TASKS TO CARRY OUT:
A - In the policy-programs excerpt, how long does the Mundus MAPP program last?
B - Carry on the policy-programs excerpt, writing what follows its final sentence.

Students gain practical experience in policy through either a summer internship or a policy lab. In a policy lab, small student teams work together to produce original research for an external client like UNHCR and OSCE.

====Mundus MAPP====

Mundus MAPP is a two-year program formerly funded by the European Commission. Students study at two of the following four universities: Central European University, International Institute of Social Studies of Erasmus University Rotterdam (The Netherlands), Institut Barcelona d'Estudis Internacionals (Spain), and the University of York (UK). “The program equips graduates with the conceptual knowledge and hard skills that are necessary for understanding and decisively intervening in contemporary transnational policy problems, from climate change to international terrorism or financial regulatory failure.”

DATA LISTING:
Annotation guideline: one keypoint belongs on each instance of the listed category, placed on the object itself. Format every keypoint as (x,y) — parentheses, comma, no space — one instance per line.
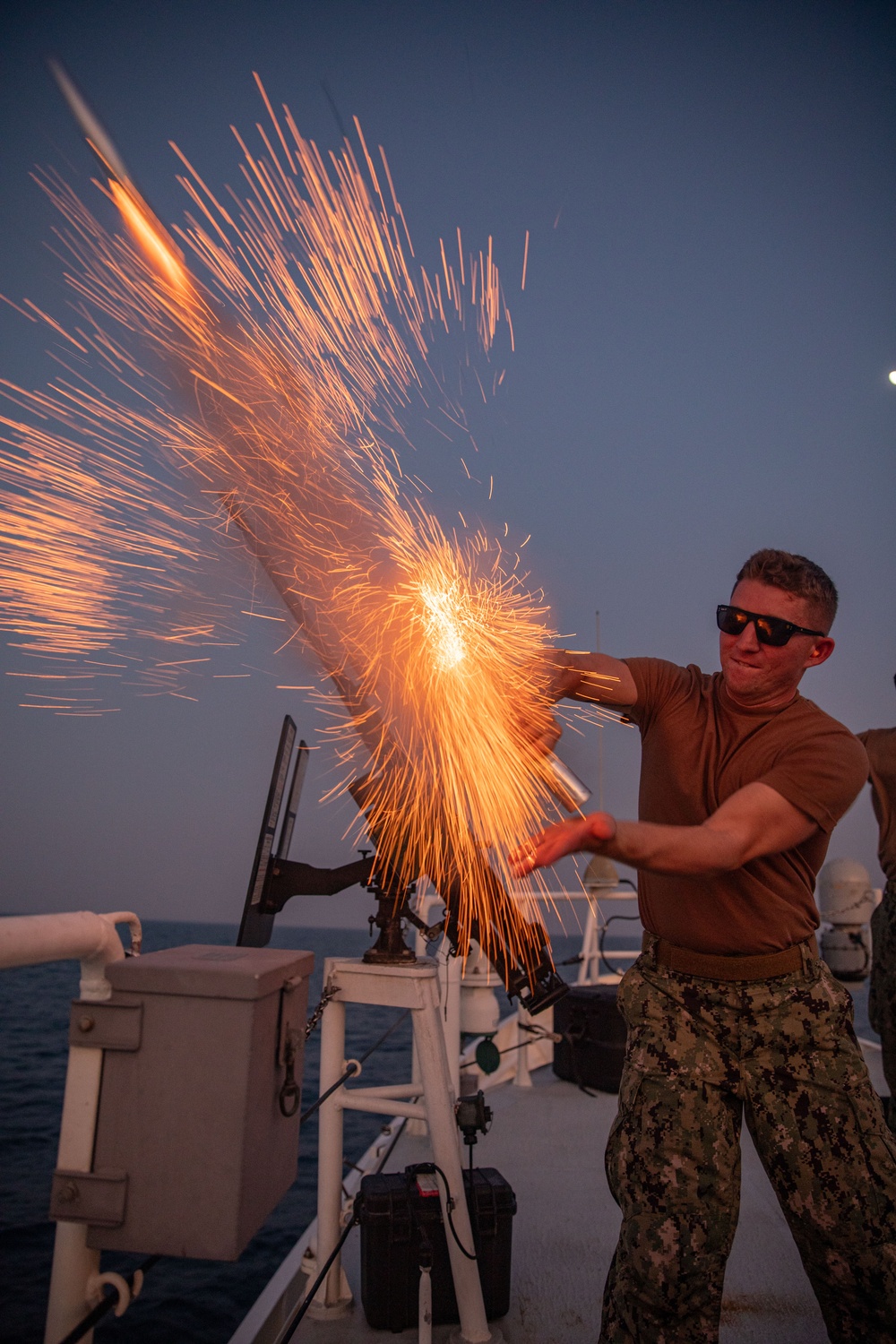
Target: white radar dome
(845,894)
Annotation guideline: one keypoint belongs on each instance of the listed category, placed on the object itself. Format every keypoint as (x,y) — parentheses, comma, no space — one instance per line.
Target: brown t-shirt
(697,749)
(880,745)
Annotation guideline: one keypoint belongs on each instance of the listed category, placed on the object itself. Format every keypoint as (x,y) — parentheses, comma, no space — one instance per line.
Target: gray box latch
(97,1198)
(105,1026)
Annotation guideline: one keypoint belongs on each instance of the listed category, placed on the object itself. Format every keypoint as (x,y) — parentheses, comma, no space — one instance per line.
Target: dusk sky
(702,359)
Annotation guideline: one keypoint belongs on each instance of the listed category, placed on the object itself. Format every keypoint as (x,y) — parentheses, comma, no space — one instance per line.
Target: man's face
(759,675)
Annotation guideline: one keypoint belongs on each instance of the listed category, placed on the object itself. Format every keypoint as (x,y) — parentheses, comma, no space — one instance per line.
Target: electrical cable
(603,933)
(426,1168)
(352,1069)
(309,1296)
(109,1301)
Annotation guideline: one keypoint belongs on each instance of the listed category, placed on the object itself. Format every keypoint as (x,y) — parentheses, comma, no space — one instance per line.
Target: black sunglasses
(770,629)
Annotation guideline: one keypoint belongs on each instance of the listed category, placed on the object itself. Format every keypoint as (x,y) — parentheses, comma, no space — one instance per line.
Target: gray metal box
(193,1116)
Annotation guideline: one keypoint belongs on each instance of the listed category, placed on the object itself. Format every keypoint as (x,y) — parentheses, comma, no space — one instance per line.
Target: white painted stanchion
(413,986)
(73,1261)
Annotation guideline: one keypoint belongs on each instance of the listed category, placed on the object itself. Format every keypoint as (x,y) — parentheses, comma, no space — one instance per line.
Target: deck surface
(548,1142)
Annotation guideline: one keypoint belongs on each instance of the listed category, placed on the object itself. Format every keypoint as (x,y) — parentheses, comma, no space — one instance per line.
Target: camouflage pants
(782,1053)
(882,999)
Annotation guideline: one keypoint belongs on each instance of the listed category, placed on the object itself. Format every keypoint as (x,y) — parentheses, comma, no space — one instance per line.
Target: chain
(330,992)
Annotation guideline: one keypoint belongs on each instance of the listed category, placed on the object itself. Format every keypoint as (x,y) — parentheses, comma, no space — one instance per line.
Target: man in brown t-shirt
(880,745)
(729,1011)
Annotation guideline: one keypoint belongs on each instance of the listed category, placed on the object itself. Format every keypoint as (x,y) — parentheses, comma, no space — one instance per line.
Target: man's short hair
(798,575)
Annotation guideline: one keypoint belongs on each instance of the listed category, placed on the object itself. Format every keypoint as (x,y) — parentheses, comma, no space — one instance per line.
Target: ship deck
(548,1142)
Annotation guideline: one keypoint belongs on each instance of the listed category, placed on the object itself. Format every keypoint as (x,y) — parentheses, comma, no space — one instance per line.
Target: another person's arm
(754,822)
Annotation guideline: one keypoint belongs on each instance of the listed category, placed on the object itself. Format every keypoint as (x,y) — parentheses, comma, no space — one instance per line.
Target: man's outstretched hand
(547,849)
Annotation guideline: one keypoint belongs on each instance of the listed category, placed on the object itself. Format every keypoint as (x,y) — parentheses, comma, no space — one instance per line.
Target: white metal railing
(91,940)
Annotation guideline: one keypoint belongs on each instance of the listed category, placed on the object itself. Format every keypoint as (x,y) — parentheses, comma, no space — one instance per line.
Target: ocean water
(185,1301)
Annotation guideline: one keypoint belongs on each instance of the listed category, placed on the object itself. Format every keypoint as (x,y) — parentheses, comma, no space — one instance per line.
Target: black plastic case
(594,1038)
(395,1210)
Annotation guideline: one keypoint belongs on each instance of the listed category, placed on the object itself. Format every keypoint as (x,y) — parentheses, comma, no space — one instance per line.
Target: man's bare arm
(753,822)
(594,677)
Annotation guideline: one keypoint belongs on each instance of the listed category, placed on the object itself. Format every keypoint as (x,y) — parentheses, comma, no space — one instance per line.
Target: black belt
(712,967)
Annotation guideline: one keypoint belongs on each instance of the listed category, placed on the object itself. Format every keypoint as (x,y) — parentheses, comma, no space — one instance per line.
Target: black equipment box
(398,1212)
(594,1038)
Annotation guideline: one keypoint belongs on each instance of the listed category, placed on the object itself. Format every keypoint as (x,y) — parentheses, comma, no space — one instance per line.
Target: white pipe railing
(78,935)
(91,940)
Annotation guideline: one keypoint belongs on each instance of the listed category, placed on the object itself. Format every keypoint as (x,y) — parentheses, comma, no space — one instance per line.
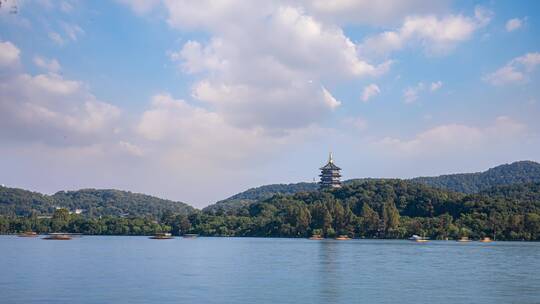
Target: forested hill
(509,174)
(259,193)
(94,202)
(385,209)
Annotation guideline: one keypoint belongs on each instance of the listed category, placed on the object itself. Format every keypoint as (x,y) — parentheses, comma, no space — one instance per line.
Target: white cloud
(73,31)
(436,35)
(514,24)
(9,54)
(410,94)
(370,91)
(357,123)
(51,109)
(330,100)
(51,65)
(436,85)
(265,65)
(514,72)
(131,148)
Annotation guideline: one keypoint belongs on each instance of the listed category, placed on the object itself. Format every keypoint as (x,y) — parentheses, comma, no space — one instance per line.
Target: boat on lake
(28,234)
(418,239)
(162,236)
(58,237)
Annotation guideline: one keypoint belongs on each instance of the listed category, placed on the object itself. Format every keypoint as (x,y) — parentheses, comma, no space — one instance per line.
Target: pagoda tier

ANSWERS FOR THE TASKS:
A - Two years.

B -
===Global Policy Academy (GPA)===

GPA organizes academically rigorous and policy-relevant certificate courses. It is a member of the Organization for Security and Co-operation in Europe (OSCE) Network of Think Thanks and Academic Institutions.

Courses include “Reversing the Resource Curse” co-organized with the Natural Resource Governance Institute (NRGI) and a political advisor course for Eastern Partners co-organized with the Folke Bernadotte Academy (FBA), the OSCE Office for Democratic Institutions and Human Rights (ODIHR).

===Open Society Internship for Rights and Governance (OSIRG)===

SPP offers the OSIRG program each summer in cooperation with the Open Society Foundations (OSF). Launched in 2013, it is designed to inspire a new cohort of practitioners committed to working both in the public interest and at the forefront of global policy.

===Global Challenges Fellowship (GCF)===

GCF invites researchers and practitioners from nine emerging countries to conduct relevant policy research at SPP and the Institute of Advanced Studies at CEU and the Global Public Policy Institute in Berlin, Germany. The program selects two junior and two senior fellows each year and is supported by the Volkswagen Stiftung.

==Rankings==

SPP is included in CEU’s ranking as 29th worldwide in politics and international studies in 2015.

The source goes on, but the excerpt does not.